══ Records for this exercise

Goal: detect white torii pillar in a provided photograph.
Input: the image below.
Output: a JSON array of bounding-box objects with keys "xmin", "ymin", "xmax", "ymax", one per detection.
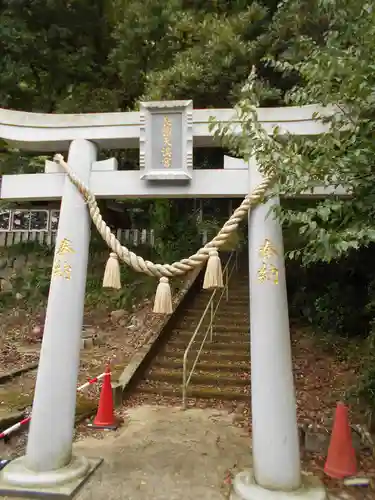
[
  {"xmin": 231, "ymin": 161, "xmax": 326, "ymax": 500},
  {"xmin": 0, "ymin": 139, "xmax": 101, "ymax": 497}
]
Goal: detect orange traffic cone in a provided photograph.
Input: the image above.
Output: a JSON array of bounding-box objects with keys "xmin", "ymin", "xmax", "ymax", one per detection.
[
  {"xmin": 89, "ymin": 366, "xmax": 118, "ymax": 430},
  {"xmin": 324, "ymin": 403, "xmax": 357, "ymax": 479}
]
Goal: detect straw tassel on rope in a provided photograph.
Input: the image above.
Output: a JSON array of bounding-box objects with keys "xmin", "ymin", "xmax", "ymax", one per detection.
[
  {"xmin": 203, "ymin": 250, "xmax": 224, "ymax": 290},
  {"xmin": 103, "ymin": 252, "xmax": 121, "ymax": 290},
  {"xmin": 153, "ymin": 276, "xmax": 173, "ymax": 314}
]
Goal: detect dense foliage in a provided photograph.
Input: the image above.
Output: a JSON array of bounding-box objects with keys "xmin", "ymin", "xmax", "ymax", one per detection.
[{"xmin": 0, "ymin": 0, "xmax": 375, "ymax": 406}]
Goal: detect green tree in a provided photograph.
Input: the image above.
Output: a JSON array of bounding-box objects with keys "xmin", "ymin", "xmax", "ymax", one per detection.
[{"xmin": 212, "ymin": 0, "xmax": 375, "ymax": 263}]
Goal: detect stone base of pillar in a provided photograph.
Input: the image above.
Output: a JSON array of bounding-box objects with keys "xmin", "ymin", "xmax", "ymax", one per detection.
[
  {"xmin": 230, "ymin": 470, "xmax": 328, "ymax": 500},
  {"xmin": 0, "ymin": 456, "xmax": 103, "ymax": 499}
]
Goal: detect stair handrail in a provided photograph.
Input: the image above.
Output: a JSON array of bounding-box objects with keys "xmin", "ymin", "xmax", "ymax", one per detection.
[{"xmin": 182, "ymin": 250, "xmax": 238, "ymax": 410}]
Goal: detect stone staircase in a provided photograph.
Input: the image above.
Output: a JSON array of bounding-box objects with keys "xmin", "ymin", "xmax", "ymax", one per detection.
[{"xmin": 135, "ymin": 265, "xmax": 250, "ymax": 406}]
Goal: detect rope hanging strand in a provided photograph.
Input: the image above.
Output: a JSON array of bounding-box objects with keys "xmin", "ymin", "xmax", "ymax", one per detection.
[{"xmin": 54, "ymin": 154, "xmax": 274, "ymax": 314}]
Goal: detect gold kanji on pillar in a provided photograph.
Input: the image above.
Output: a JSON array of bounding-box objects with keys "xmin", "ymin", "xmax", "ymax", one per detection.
[{"xmin": 257, "ymin": 238, "xmax": 279, "ymax": 285}]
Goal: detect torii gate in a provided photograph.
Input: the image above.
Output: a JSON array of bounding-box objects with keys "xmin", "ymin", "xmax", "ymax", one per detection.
[{"xmin": 0, "ymin": 101, "xmax": 338, "ymax": 500}]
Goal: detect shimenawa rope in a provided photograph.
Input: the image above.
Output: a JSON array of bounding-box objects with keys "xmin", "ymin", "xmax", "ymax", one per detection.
[{"xmin": 54, "ymin": 154, "xmax": 273, "ymax": 314}]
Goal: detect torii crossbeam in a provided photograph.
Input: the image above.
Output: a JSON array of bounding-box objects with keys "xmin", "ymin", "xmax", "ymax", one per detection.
[{"xmin": 0, "ymin": 101, "xmax": 328, "ymax": 500}]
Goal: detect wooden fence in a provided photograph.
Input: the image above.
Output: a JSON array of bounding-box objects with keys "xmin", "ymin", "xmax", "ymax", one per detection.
[
  {"xmin": 0, "ymin": 229, "xmax": 155, "ymax": 248},
  {"xmin": 0, "ymin": 229, "xmax": 212, "ymax": 248}
]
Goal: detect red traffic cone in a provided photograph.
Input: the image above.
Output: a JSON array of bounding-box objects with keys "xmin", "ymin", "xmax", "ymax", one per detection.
[
  {"xmin": 89, "ymin": 366, "xmax": 118, "ymax": 430},
  {"xmin": 324, "ymin": 403, "xmax": 357, "ymax": 479}
]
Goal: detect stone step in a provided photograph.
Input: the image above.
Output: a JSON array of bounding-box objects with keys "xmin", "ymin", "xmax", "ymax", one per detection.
[
  {"xmin": 146, "ymin": 369, "xmax": 249, "ymax": 387},
  {"xmin": 184, "ymin": 303, "xmax": 249, "ymax": 317},
  {"xmin": 153, "ymin": 356, "xmax": 250, "ymax": 373},
  {"xmin": 138, "ymin": 381, "xmax": 250, "ymax": 401},
  {"xmin": 173, "ymin": 320, "xmax": 249, "ymax": 336},
  {"xmin": 169, "ymin": 338, "xmax": 250, "ymax": 352},
  {"xmin": 171, "ymin": 328, "xmax": 250, "ymax": 345},
  {"xmin": 162, "ymin": 344, "xmax": 250, "ymax": 362}
]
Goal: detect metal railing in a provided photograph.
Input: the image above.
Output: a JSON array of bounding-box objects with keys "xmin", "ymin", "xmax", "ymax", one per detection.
[{"xmin": 182, "ymin": 250, "xmax": 238, "ymax": 409}]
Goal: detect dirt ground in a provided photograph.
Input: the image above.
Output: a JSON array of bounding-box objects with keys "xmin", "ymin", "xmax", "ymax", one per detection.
[
  {"xmin": 0, "ymin": 302, "xmax": 375, "ymax": 500},
  {"xmin": 3, "ymin": 405, "xmax": 375, "ymax": 500},
  {"xmin": 0, "ymin": 300, "xmax": 163, "ymax": 416}
]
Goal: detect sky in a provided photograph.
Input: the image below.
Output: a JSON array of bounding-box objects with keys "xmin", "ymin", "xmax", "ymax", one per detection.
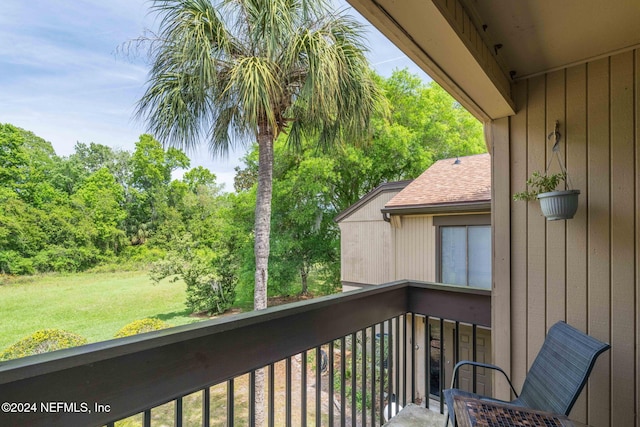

════

Task to complete: Which lines in the rows above contain the word "stone"? Copy each of them in full.

Output below:
Goal: detect stone base of pillar in a provided photograph.
Goal: detect stone staircase in a provided photograph.
Goal: detect stone step in a provided photograph.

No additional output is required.